Currently, an interim order “may issue ... having regard to the principles ordinarily considered by superior courts when granting interlocutory relief.”  The test for issuing a temporary order is as follows:

  • First, the court must determine whether the applicant (i.e.,the Commissioner) has a prima facie case, i.e.,whether the case appears to have merit.

  • If the Commissioner makes out a prima facie case, the Tribunal will then ask whether irreparable harm will occur if the injunction is not issued.  “Irreparable harm” means harm that either cannot be quantified in monetary terms or cannot be cured, usually because one party cannot collect damages from the other.  In the case of predatory pricing, for example, irreparable harm could arise if the victim has been so “undercut” that they are forced out of the industry.

  • If the second part of the test is met, the Tribunal will then address “the balance of convenience,” i.e., which party will suffer the greater harm from the granting or refusal to grant the injunction pending a resolution.   Currently, only the Commissioner of Competition can apply for an order.

- Stored data

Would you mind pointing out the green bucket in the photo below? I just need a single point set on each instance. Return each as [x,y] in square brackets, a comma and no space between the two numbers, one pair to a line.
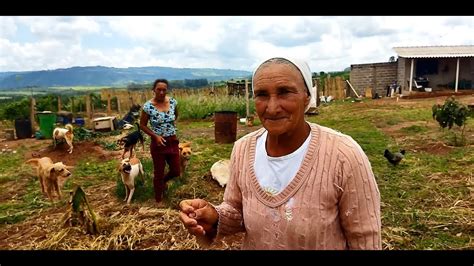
[47,120]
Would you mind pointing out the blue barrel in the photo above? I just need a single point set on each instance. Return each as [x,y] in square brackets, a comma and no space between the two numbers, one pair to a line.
[79,121]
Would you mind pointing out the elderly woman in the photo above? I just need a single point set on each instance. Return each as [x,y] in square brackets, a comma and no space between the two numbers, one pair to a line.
[293,184]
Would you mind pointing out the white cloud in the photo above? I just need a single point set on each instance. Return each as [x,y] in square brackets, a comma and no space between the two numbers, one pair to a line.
[328,43]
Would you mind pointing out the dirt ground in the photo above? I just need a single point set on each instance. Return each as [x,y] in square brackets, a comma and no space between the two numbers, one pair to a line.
[139,225]
[40,227]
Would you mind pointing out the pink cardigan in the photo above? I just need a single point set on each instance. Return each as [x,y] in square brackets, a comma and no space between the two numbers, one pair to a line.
[332,203]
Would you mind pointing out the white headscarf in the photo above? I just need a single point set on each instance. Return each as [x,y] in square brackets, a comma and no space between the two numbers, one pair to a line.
[303,67]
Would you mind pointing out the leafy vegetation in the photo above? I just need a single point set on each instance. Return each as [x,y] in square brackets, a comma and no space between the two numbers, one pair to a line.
[451,113]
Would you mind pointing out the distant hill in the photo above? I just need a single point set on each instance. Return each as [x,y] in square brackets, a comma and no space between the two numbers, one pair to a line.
[110,76]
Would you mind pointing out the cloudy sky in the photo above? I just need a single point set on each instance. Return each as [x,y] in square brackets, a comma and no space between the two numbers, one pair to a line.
[327,43]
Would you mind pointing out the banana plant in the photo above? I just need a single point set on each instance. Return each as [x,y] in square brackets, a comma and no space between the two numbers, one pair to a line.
[79,212]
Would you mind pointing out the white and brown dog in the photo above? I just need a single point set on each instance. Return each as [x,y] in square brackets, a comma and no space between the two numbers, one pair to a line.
[129,169]
[51,175]
[64,133]
[184,155]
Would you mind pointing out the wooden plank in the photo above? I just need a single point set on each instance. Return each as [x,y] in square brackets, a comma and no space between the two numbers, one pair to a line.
[350,85]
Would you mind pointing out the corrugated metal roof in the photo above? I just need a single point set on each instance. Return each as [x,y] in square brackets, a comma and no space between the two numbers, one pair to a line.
[435,51]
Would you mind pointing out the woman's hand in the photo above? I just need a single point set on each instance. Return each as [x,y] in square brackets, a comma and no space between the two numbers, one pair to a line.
[198,216]
[160,140]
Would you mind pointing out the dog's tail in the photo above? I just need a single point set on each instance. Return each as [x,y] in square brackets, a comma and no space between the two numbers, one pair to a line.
[33,161]
[69,128]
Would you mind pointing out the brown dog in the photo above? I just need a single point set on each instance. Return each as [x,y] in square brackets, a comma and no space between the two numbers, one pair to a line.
[51,175]
[184,155]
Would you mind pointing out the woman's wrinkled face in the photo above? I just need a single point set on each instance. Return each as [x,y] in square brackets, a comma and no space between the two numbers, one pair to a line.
[160,90]
[280,98]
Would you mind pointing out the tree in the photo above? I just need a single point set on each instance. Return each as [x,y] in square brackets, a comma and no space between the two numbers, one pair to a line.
[450,113]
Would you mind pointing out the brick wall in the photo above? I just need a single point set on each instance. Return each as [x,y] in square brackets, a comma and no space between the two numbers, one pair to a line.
[376,76]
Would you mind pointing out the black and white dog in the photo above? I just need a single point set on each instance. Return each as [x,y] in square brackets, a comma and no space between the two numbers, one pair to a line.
[130,141]
[129,170]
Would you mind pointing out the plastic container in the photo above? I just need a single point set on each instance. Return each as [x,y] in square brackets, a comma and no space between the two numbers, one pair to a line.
[47,121]
[225,126]
[23,128]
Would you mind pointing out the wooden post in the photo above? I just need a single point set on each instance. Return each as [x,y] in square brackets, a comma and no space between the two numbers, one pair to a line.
[118,104]
[109,110]
[247,98]
[411,75]
[457,76]
[352,88]
[88,106]
[32,114]
[59,103]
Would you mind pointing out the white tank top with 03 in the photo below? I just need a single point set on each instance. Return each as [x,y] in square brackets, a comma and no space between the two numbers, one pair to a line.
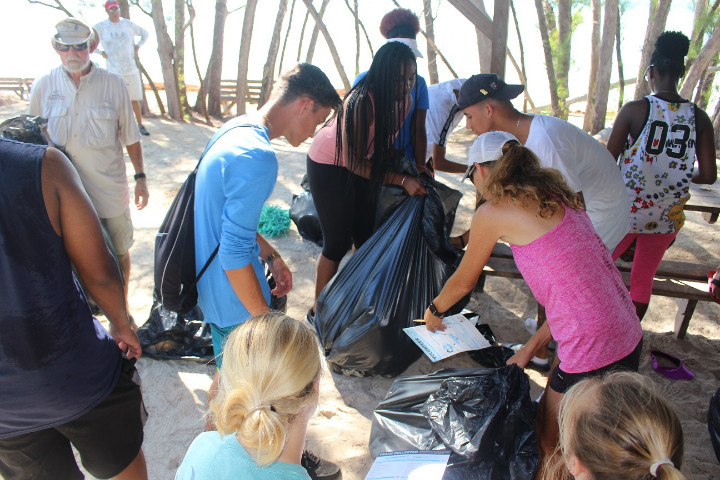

- Given instruction
Reproduce word for word the part of the interim-order test text starting with "Currently, an interim" and going on through "to have merit.".

- Task answer
Currently, an interim order “may issue ... having regard to the principles ordinarily considered by superior courts when granting interlocutory relief.”  The test for issuing a temporary order is as follows:

  • First, the court must determine whether the applicant (i.e.,the Commissioner) has a prima facie case, i.e.,whether the case appears to have merit.